● **Task objective**:
Rewrite every line of all the items below as a JSON list of strings, one string per line, omitting blank lines and the pictures.

Segmentation record excerpts
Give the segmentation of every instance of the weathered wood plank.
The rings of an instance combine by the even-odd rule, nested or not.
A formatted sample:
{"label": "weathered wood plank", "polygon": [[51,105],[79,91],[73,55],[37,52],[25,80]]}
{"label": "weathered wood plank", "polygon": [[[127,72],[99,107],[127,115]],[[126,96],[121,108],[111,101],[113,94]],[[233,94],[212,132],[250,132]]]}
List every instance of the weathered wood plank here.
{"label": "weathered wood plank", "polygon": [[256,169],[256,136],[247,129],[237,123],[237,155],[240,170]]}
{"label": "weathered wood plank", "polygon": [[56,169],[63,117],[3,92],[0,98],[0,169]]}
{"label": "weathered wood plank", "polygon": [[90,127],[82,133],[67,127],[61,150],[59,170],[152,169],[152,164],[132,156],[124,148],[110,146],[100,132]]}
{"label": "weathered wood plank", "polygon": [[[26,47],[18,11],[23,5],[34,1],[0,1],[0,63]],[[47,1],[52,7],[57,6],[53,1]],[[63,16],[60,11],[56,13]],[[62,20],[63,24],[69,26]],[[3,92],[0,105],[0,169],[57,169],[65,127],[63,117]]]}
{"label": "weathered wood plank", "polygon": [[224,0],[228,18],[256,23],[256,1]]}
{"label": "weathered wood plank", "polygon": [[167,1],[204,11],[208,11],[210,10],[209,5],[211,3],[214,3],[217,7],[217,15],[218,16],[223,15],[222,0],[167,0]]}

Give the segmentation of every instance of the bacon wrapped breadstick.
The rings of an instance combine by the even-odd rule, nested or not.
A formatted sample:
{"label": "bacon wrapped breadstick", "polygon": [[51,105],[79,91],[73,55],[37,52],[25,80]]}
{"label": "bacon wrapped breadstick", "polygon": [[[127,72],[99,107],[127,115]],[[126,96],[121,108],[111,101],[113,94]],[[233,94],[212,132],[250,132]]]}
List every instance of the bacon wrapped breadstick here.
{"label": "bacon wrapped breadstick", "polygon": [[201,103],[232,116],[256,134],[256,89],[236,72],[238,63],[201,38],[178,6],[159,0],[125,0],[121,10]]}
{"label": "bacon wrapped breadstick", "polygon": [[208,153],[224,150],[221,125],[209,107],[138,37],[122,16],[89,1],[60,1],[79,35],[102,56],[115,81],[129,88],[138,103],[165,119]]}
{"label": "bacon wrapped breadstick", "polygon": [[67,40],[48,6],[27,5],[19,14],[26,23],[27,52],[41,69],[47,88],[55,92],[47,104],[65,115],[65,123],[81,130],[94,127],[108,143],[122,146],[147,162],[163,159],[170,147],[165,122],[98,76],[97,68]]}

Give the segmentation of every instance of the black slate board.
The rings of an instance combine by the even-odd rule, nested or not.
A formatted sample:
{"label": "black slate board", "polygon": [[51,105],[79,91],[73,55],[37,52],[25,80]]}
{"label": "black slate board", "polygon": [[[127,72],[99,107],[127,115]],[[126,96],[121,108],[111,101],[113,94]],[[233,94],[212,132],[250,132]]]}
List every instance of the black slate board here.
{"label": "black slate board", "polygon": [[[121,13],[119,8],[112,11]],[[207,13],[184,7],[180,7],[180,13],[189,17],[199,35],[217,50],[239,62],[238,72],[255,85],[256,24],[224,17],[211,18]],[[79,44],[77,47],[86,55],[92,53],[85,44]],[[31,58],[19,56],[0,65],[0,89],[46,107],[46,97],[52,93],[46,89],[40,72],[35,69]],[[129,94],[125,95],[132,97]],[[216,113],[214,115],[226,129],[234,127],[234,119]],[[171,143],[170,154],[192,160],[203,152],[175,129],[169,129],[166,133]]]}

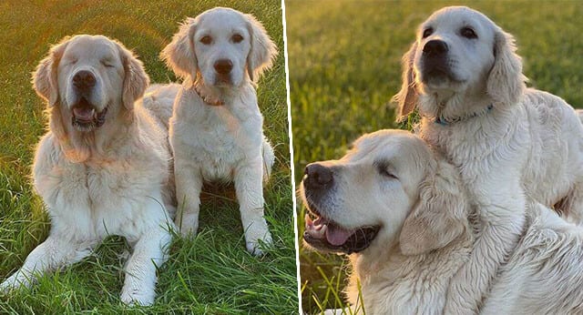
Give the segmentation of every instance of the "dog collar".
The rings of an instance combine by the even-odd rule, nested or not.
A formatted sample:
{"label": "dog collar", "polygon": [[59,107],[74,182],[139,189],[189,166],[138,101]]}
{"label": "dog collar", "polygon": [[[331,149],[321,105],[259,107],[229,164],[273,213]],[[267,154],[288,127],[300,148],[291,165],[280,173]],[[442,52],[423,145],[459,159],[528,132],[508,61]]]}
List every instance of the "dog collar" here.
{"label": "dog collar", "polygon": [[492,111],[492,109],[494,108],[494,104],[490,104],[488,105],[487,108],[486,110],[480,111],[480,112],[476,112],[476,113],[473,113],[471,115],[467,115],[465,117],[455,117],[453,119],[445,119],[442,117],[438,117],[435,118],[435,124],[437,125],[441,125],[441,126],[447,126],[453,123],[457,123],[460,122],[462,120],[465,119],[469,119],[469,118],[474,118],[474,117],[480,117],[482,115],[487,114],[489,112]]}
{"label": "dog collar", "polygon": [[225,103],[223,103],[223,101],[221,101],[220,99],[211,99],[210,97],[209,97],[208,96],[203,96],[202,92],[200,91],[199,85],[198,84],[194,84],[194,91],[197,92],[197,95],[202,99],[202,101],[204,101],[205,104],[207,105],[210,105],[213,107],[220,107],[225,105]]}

● **Task output**:
[
  "Give the segmentation of every instance of the weathered wood plank.",
  "The rings of an instance combine by the even-odd rule, nested or not.",
  "A formatted sample:",
  "{\"label\": \"weathered wood plank\", \"polygon\": [[51,105],[79,91],[73,55],[37,52],[25,80]]}",
  "{\"label\": \"weathered wood plank\", \"polygon\": [[[127,72],[99,107],[127,115]],[[126,96],[121,108],[111,101],[113,94]],[[233,94],[212,132],[250,132]]]}",
  "List every instance of the weathered wood plank here.",
  "{\"label\": \"weathered wood plank\", \"polygon\": [[256,169],[256,136],[247,129],[237,123],[237,155],[240,170]]}",
  "{\"label\": \"weathered wood plank\", \"polygon\": [[56,169],[63,117],[3,92],[0,98],[0,169]]}",
  "{\"label\": \"weathered wood plank\", \"polygon\": [[90,127],[82,133],[67,127],[61,150],[59,170],[152,169],[152,164],[132,156],[124,148],[110,146],[100,132]]}",
  "{\"label\": \"weathered wood plank\", \"polygon\": [[[26,47],[18,11],[23,5],[34,1],[0,1],[0,63]],[[47,1],[52,7],[57,6],[53,1]],[[63,16],[60,11],[56,13]],[[62,20],[63,24],[69,26]],[[3,92],[0,105],[0,169],[57,169],[65,127],[63,117]]]}",
  "{\"label\": \"weathered wood plank\", \"polygon\": [[224,0],[228,18],[256,23],[256,1]]}",
  "{\"label\": \"weathered wood plank\", \"polygon\": [[167,1],[204,11],[208,11],[210,10],[209,5],[211,3],[214,3],[217,7],[217,15],[218,16],[223,15],[222,0],[167,0]]}",
  "Give the segmentation of every instance of the bacon wrapped breadstick.",
  "The rings of an instance combine by the even-odd rule, nested or not.",
  "A formatted sample:",
  "{\"label\": \"bacon wrapped breadstick\", \"polygon\": [[51,105],[79,91],[73,55],[37,52],[25,80]]}",
  "{\"label\": \"bacon wrapped breadstick\", \"polygon\": [[[127,72],[99,107],[127,115]],[[126,96],[121,108],[111,101],[113,94]],[[233,94],[212,132],[250,132]]]}",
  "List every instance of the bacon wrapped breadstick here.",
  "{\"label\": \"bacon wrapped breadstick\", \"polygon\": [[201,103],[232,116],[256,134],[256,89],[236,72],[238,63],[201,38],[178,6],[159,0],[125,0],[121,10]]}",
  "{\"label\": \"bacon wrapped breadstick\", \"polygon\": [[208,153],[224,150],[221,125],[209,107],[138,37],[122,16],[89,1],[60,1],[79,35],[102,56],[115,81],[129,88],[138,103],[165,119]]}",
  "{\"label\": \"bacon wrapped breadstick\", \"polygon\": [[67,40],[48,6],[27,5],[19,14],[26,23],[27,52],[41,69],[47,88],[55,92],[47,104],[65,115],[65,123],[81,130],[94,127],[108,143],[122,146],[147,162],[163,159],[170,147],[165,122],[98,76],[97,68]]}",
  "Give the segmentation of every instance of the black slate board.",
  "The rings of an instance combine by the even-odd rule, nested or not.",
  "A formatted sample:",
  "{\"label\": \"black slate board\", \"polygon\": [[51,105],[79,91],[73,55],[37,52],[25,80]]}",
  "{\"label\": \"black slate board\", \"polygon\": [[[127,72],[99,107],[127,115]],[[126,96],[121,108],[111,101],[113,94]],[[233,94],[212,132],[250,132]]]}",
  "List every instance of the black slate board here.",
  "{\"label\": \"black slate board\", \"polygon\": [[[121,13],[119,8],[112,11]],[[207,13],[184,7],[180,7],[180,13],[189,17],[199,35],[217,50],[239,62],[238,72],[255,85],[256,24],[224,17],[211,18]],[[79,44],[77,47],[86,55],[92,53],[85,44]],[[31,58],[19,56],[0,65],[0,89],[46,107],[46,97],[52,93],[46,89],[40,72],[35,69]],[[129,94],[125,95],[132,97]],[[216,113],[214,115],[226,129],[234,127],[234,119]],[[171,143],[170,154],[192,160],[203,152],[175,129],[169,129],[166,133]]]}",
  "Give the segmentation of every instance of the \"dog collar\".",
  "The rings of an instance combine by the even-odd rule, nested or not.",
  "A formatted sample:",
  "{\"label\": \"dog collar\", \"polygon\": [[59,107],[74,182],[139,189],[189,166],[138,101]]}",
  "{\"label\": \"dog collar\", \"polygon\": [[[331,149],[321,105],[259,107],[229,164],[273,213]],[[267,154],[288,127],[300,148],[291,165],[280,173]],[[442,52],[423,145],[459,159],[528,132],[508,61]]]}",
  "List every instance of the \"dog collar\" here.",
  "{\"label\": \"dog collar\", \"polygon\": [[492,111],[492,109],[494,108],[494,104],[490,104],[488,105],[487,108],[486,110],[480,111],[480,112],[476,112],[476,113],[473,113],[471,115],[467,115],[465,117],[455,117],[453,119],[445,119],[442,117],[438,117],[435,118],[435,124],[437,125],[441,125],[441,126],[447,126],[453,123],[457,123],[460,122],[462,120],[465,119],[469,119],[469,118],[474,118],[474,117],[480,117],[482,115],[487,114],[489,112]]}",
  "{\"label\": \"dog collar\", \"polygon\": [[225,103],[223,103],[223,101],[221,101],[220,99],[211,99],[210,97],[209,97],[208,96],[203,96],[202,92],[200,91],[199,85],[198,84],[194,84],[194,91],[197,92],[197,95],[202,99],[202,101],[204,101],[205,104],[207,105],[210,105],[213,107],[220,107],[225,105]]}"
]